_RECORDS SHOWN_:
------------------------------
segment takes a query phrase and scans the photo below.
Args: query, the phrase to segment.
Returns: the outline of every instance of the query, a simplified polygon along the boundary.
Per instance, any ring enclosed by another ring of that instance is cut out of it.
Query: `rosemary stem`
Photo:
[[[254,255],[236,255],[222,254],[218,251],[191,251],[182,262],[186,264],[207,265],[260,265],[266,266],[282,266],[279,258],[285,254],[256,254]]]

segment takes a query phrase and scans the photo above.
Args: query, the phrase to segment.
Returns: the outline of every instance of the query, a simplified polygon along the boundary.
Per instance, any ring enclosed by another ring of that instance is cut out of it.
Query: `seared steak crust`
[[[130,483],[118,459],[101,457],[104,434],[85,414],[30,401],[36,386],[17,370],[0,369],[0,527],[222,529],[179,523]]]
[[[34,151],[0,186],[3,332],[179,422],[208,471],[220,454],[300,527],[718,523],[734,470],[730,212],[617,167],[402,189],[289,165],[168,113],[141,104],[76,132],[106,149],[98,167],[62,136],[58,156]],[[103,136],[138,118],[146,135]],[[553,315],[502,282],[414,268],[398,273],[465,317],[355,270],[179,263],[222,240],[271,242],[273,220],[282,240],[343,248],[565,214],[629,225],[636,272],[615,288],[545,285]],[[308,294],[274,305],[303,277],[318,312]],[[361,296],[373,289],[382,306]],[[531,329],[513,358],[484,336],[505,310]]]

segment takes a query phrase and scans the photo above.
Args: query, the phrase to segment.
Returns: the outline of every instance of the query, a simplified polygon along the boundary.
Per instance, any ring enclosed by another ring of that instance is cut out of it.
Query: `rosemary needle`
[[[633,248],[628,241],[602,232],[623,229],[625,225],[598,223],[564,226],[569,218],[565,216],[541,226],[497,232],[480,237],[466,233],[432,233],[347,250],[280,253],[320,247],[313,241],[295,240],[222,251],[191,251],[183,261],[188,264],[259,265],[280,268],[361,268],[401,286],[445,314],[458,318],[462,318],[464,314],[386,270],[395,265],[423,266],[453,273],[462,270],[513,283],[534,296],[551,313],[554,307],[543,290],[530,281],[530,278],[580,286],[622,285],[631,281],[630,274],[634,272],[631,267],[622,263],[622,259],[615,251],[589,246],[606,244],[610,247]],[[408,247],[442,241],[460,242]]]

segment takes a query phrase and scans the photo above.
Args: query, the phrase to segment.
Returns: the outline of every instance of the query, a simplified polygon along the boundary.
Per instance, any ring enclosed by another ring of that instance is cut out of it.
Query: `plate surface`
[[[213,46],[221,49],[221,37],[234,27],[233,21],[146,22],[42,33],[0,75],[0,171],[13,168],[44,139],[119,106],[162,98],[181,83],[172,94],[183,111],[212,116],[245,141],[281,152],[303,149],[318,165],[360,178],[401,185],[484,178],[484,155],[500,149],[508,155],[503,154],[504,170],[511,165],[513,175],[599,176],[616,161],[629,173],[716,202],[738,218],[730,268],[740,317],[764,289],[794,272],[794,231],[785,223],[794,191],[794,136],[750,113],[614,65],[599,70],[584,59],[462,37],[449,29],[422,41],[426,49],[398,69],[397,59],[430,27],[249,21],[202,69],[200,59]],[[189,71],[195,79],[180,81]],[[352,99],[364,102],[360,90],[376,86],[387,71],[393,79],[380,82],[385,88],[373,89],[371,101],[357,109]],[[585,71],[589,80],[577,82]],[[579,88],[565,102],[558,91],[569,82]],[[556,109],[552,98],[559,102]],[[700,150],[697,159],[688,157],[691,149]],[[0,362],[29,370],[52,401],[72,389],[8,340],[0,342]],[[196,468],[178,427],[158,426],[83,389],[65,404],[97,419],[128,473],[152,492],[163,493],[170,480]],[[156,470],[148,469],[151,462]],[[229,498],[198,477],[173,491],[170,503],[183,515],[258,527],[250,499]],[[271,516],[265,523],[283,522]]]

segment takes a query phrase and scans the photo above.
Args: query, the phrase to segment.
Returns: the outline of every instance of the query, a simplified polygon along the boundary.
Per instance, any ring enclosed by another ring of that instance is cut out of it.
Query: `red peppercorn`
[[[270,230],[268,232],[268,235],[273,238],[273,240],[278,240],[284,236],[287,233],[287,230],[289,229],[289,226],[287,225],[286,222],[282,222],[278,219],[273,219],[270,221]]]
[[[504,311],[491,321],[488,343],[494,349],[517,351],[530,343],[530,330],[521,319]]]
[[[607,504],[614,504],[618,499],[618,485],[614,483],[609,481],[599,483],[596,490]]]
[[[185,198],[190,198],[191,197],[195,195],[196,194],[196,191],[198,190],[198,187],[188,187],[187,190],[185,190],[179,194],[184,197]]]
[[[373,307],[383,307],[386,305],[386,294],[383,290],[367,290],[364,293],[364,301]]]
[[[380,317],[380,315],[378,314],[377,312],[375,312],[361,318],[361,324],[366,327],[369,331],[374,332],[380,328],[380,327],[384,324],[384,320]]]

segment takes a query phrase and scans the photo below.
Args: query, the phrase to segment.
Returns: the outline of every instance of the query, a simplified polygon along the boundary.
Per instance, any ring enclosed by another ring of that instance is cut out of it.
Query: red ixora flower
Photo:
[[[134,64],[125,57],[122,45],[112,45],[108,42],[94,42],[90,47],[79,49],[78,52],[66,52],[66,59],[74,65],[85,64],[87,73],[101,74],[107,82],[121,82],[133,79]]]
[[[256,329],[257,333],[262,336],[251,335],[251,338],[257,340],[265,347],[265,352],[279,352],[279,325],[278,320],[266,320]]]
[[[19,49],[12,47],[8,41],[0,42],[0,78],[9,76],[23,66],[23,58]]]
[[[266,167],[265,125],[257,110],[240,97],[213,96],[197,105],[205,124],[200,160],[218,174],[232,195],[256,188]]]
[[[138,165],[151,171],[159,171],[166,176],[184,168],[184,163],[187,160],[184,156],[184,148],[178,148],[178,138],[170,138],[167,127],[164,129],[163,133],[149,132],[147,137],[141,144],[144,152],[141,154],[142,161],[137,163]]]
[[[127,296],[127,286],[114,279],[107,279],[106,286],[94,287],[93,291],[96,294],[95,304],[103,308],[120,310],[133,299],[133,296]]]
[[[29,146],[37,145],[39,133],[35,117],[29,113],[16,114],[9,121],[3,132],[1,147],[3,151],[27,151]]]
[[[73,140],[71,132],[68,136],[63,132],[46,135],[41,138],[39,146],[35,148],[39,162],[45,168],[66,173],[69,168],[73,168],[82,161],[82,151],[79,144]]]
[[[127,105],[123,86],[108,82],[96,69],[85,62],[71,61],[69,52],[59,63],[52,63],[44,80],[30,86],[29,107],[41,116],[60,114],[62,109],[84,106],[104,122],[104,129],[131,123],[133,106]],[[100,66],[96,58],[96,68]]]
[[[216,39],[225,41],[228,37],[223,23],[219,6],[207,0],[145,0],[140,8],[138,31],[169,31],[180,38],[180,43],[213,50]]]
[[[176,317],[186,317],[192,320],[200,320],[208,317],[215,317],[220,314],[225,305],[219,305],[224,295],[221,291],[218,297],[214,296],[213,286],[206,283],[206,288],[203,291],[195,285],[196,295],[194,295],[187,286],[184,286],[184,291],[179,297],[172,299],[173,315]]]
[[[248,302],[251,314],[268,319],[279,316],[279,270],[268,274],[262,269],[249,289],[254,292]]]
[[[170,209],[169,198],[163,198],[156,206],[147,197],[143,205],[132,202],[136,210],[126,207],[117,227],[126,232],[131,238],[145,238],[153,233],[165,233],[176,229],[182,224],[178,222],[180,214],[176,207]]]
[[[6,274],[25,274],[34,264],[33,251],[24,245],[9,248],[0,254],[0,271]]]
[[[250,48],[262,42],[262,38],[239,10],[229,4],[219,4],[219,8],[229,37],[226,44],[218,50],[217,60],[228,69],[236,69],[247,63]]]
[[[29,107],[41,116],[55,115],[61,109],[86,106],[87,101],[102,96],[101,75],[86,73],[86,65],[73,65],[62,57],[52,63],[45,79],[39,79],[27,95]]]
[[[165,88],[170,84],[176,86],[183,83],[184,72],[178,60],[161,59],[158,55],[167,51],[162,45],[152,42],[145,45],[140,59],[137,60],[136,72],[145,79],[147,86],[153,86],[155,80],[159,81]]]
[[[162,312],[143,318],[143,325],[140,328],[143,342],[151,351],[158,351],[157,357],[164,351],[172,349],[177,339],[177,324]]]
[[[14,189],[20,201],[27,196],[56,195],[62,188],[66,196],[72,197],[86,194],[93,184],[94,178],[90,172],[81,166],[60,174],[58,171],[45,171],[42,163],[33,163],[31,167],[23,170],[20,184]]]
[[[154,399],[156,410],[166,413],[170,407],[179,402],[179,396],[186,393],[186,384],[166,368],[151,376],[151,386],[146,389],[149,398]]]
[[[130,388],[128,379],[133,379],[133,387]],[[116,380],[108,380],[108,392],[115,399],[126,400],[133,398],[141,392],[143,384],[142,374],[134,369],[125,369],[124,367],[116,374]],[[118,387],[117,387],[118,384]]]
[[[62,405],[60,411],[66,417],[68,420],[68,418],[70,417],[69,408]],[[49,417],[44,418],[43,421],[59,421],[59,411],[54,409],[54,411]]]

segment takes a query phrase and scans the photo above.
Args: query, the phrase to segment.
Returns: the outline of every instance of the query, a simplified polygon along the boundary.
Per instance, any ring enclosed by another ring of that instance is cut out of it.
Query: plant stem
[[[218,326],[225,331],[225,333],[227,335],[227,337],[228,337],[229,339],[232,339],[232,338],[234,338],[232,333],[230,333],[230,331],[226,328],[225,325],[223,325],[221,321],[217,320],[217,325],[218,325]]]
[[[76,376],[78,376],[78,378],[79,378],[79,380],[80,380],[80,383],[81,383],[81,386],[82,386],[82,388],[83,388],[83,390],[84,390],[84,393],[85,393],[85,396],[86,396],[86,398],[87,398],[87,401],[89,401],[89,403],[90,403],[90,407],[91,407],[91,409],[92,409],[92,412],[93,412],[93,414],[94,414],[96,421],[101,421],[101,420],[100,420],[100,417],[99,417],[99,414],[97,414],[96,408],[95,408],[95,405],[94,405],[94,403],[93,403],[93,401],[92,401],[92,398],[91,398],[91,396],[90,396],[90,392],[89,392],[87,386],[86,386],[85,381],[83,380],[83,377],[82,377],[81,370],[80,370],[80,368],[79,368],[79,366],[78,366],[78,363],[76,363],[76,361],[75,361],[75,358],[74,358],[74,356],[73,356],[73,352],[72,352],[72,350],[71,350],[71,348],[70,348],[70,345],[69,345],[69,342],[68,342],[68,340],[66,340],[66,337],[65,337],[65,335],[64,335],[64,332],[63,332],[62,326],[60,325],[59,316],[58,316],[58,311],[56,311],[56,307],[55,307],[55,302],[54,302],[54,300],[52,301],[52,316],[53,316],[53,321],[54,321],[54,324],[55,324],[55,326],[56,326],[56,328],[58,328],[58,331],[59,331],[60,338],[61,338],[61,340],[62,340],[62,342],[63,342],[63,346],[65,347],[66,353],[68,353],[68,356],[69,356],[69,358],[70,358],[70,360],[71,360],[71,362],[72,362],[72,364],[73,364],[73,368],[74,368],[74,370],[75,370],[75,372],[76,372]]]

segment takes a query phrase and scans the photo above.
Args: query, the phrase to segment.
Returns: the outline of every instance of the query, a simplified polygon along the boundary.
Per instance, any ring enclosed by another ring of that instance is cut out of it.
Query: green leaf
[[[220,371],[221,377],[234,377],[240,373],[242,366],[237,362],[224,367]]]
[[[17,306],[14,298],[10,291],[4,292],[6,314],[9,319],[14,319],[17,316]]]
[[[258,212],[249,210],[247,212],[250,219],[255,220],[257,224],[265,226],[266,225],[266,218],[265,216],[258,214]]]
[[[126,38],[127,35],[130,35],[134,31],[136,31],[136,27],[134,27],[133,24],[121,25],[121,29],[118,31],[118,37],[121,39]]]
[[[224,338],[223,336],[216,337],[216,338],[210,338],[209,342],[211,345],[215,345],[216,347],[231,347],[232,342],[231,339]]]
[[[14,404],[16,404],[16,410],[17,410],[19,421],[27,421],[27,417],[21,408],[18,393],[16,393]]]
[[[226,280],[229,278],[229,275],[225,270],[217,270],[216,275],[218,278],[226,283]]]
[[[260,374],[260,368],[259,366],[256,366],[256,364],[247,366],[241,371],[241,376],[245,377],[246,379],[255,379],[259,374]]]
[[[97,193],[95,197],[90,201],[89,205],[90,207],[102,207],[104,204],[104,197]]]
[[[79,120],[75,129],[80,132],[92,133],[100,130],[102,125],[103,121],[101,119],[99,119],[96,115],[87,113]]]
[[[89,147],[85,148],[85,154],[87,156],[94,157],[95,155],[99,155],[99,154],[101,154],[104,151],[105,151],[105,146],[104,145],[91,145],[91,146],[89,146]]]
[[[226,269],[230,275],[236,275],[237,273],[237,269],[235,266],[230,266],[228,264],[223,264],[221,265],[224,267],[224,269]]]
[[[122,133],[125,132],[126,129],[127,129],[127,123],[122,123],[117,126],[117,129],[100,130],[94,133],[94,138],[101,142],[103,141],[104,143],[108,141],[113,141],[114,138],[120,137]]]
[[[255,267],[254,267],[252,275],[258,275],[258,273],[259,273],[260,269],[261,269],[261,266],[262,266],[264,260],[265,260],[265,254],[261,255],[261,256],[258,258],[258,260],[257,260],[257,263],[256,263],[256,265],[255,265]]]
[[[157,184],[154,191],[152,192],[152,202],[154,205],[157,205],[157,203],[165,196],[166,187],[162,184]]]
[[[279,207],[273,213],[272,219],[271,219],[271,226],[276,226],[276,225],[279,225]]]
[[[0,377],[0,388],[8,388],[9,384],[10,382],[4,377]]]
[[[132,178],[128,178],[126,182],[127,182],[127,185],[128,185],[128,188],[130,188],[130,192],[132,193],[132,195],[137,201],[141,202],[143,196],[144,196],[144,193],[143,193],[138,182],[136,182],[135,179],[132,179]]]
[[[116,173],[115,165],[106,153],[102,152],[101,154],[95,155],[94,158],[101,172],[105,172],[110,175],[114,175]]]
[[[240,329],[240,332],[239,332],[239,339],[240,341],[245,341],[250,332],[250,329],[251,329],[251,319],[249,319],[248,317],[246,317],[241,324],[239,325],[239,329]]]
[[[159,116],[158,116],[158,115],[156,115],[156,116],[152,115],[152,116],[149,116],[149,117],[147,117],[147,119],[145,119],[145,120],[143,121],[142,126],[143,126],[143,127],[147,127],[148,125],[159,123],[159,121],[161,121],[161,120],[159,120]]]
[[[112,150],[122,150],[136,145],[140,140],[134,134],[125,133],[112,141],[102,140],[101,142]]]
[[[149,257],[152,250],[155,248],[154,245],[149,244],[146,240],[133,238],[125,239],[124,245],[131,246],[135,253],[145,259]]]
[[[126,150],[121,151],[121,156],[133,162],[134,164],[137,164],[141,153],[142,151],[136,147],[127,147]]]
------------------------------
Report every line of the listing above that contains the string "rosemary", matching case exactly.

Query: `rosemary stem`
Query: `rosemary needle`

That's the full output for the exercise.